Requirement 1: Retype from the records, exactly, the lines starting with the one containing "task: segment the horse's head" and going on through the one containing "target: horse's head".

Selected text:
====
This page has not been updated since release 1.0alpha3. Even though the
ideas haven't changed that much, some class have been renamed as
part of an API cleanup (check the
Release
Notes). A new architecture overview is under construction
here.
Jigsaw Architecture
Jigsaw is made of two distinct modules, linked through a set of
interfaces:
-
The daemon module deals with the HTTP protocol:
it handles new incomming connections, create new client objects, decode
requests, and send replies.
-
The resource module is some representation
of your information space. It is responsible for generating reply objects
out of the incoming request objects.
As these two modules are linked through a set of Java interface specifications,
you can replace each of them independantly of the other, provided they
implement adequatly the interfaces.
The daemon module
As a server administrator, you probably won't have to deal much with this
part of
Jigsaw, although it might be a good idea to read this section
(or at least the one on terminology), just to get a filling of what's happening
behind the scene. This section will goes through a bit of
terminology,
it will then step through the
life-time
of a connection, and introduce the resource module.
Terminology
The protocol module deals with a number of objects. To get you into this
world, we will start by describing the most important.
====
Record excerpts:
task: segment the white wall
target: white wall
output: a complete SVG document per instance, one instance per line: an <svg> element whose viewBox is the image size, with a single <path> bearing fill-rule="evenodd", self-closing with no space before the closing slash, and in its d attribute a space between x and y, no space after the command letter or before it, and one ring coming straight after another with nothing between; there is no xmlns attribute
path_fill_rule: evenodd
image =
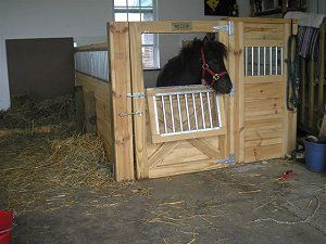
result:
<svg viewBox="0 0 326 244"><path fill-rule="evenodd" d="M105 39L113 0L0 0L0 110L10 105L5 39L74 37L78 43ZM238 0L248 16L249 0ZM204 16L201 0L158 0L159 20L217 20Z"/></svg>

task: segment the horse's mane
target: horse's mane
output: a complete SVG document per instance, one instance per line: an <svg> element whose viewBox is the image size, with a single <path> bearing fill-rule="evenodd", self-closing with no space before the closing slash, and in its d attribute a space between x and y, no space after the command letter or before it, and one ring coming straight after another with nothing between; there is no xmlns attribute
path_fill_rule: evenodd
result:
<svg viewBox="0 0 326 244"><path fill-rule="evenodd" d="M196 55L200 55L200 50L203 44L204 50L210 50L210 52L214 52L216 55L225 59L227 57L226 47L222 42L208 39L200 40L195 38L192 41L186 44L179 53L181 66L189 64L189 61L195 61Z"/></svg>

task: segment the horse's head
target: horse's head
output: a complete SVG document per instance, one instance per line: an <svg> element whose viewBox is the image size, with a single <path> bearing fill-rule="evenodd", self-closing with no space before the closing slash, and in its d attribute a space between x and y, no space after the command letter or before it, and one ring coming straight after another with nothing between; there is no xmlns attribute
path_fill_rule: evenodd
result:
<svg viewBox="0 0 326 244"><path fill-rule="evenodd" d="M227 94L233 84L224 64L226 47L215 40L203 39L201 48L202 80L217 93Z"/></svg>

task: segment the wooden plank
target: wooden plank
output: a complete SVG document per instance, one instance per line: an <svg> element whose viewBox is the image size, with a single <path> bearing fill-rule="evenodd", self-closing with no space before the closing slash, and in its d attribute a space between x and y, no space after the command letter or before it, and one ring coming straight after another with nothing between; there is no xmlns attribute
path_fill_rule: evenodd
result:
====
Requirement 2: Extend the text on Jigsaw's architecture past its final sentence.

Task response 1:
task: segment the horse's head
target: horse's head

Task response 2:
-
httpd
-
This is the object whose main
method will actually run the server. It has two purposes: the first one
is to run the accepting thread, i.e. the thread that will loop waiting
for new incomming connections to come by. The second purpose of this object
is to manage the set of other objects, responsible for handling part of
the server behavior. Among them, there is the logger
(responsible for loggin requests), the authentication
realm manager (responsible for the list of authentication realms defined
attached to the server), the client pool (responsible
for handling accepted connections), the root resource
of the server, and last but not least, the resource
store manager. We will describe all these objects more precisely in
the comming sections.
-
logger
-
Each time a request processing terminates (be it with success or not),
the server will call back the logger so that it can keep track of all handled
requests. The current version of Jigsaw comes with a simple logger,
compliant with the Common
Log file format (ie it will emit a one line record for each processed
request).
-
realm
manager
-
The realm manager keeps track of all the authentication realms defined
by the server. Each created authentication realm is assigned a symbolic
name, that the web admin will use to refer to it when configuring the server.
This name will also be used as the HTTP realm name, so it should
be uniq within the server scope. The sample implementation of this object
manages a persistent catalog of realms, that can be edited through a special
tool called JigAdmin (see Jigsaw configuration
manual).
-
client
pool
-
The client pool object is responsible for handling new incomming connections.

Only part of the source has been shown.